══ MATERIAL SUPPLIED ══
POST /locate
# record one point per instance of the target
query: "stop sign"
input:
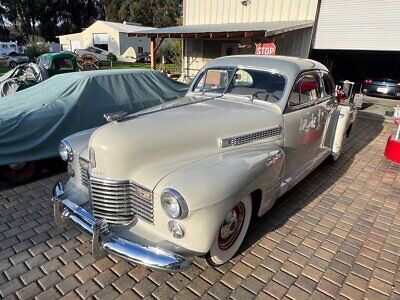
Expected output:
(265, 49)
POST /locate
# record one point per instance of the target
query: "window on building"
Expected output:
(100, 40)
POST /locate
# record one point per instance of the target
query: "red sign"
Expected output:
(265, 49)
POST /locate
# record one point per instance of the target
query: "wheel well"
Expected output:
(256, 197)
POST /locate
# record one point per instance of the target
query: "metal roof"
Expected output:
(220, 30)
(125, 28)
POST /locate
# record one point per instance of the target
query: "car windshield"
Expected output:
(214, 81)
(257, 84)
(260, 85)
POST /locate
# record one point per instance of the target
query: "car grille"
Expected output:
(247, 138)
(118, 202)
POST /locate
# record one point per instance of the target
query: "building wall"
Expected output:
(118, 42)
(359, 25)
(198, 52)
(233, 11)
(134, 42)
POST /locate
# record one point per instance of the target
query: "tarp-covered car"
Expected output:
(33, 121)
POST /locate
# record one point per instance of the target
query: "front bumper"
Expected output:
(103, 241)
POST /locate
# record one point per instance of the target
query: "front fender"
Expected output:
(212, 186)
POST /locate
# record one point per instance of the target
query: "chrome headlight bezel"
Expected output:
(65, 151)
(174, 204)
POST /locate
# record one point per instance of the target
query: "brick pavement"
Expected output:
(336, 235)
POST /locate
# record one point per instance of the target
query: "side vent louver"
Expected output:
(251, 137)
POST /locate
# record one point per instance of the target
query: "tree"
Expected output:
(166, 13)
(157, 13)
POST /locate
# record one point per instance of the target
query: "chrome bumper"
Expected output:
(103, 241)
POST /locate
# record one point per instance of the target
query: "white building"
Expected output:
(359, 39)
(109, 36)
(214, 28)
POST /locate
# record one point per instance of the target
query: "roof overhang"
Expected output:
═══
*PROBLEM DETAILS*. Copy the entries above faithfully and omit every image.

*IN RESPONSE*.
POST /locate
# record one point per instance of the target
query: "stop sign"
input:
Expected output:
(265, 49)
POST /locate
# record one point per instance of the target
query: "window on building"
Expected output:
(100, 40)
POST /locate
# record one point per instance of the target
query: "red sign"
Expected output:
(265, 49)
POST /locate
# record one point per instance of the target
query: "wheel well"
Expected output:
(256, 197)
POST /locate
# record one point per instance of the target
query: "metal roof"
Expected output:
(220, 30)
(125, 28)
POST /locate
# record one point per instance of the target
query: "car windshield"
Expected output:
(214, 81)
(257, 84)
(260, 85)
POST /locate
# record one point per instance of the target
query: "car grille"
Expected output:
(247, 138)
(118, 202)
POST /locate
# record one point per instance of the target
query: "building wall"
Expected output:
(118, 42)
(359, 25)
(198, 52)
(233, 11)
(134, 42)
POST /locate
# record one point per instance of the target
query: "tarp-covered car"
Expected output:
(33, 121)
POST /locate
# record one point per instance of the target
query: "front bumper"
Expected output:
(103, 241)
POST /locate
# record one point per instance of the target
query: "front fender"
Expected output:
(212, 186)
POST /locate
# record one point per instance of the target
query: "chrome headlight bezel"
Expected output:
(65, 151)
(174, 204)
POST /locate
# record one point per instance of the target
query: "brick pavement"
Expected output:
(336, 235)
POST /locate
# record one point per instance of the target
query: "side vent louver"
Expected output:
(251, 137)
POST /locate
# record one point per instance of the target
query: "tree"
Expected output:
(166, 13)
(157, 13)
POST /locate
# record one point per instance of the target
query: "chrome bumper"
Expected output:
(103, 241)
POST /locate
# record one point per instance of the target
query: "white building"
Expected output:
(359, 39)
(109, 36)
(214, 28)
POST /locate
# record one point per instance of the target
query: "roof overhang"
Expected output:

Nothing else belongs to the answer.